● Source extract
○ ○ ○ ○
Structured Query Language/SELECT: IS NULL Predicate
When creating new rows it may occur that we don't know the value of one or more columns.
Let's assume that we want to store information about banking accounts and for one of those accounts we don't know the balance. What can we do? There are several possibilities:
- Reject the whole row with all other information like account number, dispositional credit, interest rate, ... . Not very attractive.
- Store a default value instead of the value we actually don't know. But there are cases where it is impossible to define a default value because every value is possible, e.g. a bank account of '0' or '-1' is not unusual.
- Store a flag that signals that no value is stored. This approach is similar to the Not-a-Number technique.
Relational DBMS uses the last mentioned technique and the sense of the flag is 'there is no value stored'. Sometimes people say 'The NULL value is stored' or 'The NULL special marker is stored'.
Extension of Boolean Logic
Assume there is a table for banking accounts and some of its rows hold the NULL special marker in the column balance. Do those rows fulfill at least one of the two WHERE conditions 'balance >= 0' or 'balance <= 0'? No. It is not possible to decide whether these conditions are true or false! Honestly we must admit that we don't know an answer in our usual true/false logic because we don't know a value for balance. We are forced to extend the range of boolean values with a third one, which we call unknown. The two conditions above evaluate neither true nor false, both evaluate to 'unknown' for rows where balance holds the NULL special marker.
In a later stage we need definitions for the boolean operators NOT, AND, OR and EQUAL when true/false interact with unknown. You find the definitions here.
Retrieve the NULL Special Marker
Within every SELECT command such rows become part of the resulting rows, in which the WHERE condition evaluates to true. If it evaluates to false or unknown, the row will be rejected. As all WHERE conditions like the above 'balance >= 0' - and also their negation - evaluates to unknown for missing balance values, there is preliminary no way to retrieve them.
To overcome this lack, SQL contains the special phrase 'IS NULL'. The wording 'balance IS NULL' evaluates to true for exactly the rows with a missing value in balance.
○ ○ ○ ○
● Set tasks
**1.** In the IS NULL page, what name is given to the third boolean value that joins true and false?
**2.** From the IS NULL page, quote the part that opens with the words containing "In a later stage" and closes with "the definitions here.".

● Data segment
○ ○ ○ ○
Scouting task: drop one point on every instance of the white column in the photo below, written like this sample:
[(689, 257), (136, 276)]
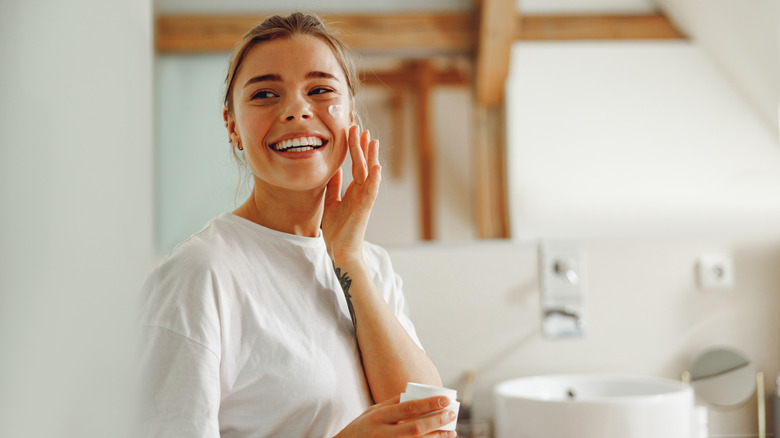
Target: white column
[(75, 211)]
○ ○ ○ ○
● Responses in order
**1.** Unknown.

**2.**
In a later stage we need definitions for the boolean operators NOT, AND, OR and EQUAL when true/false interact with unknown. You find the definitions here.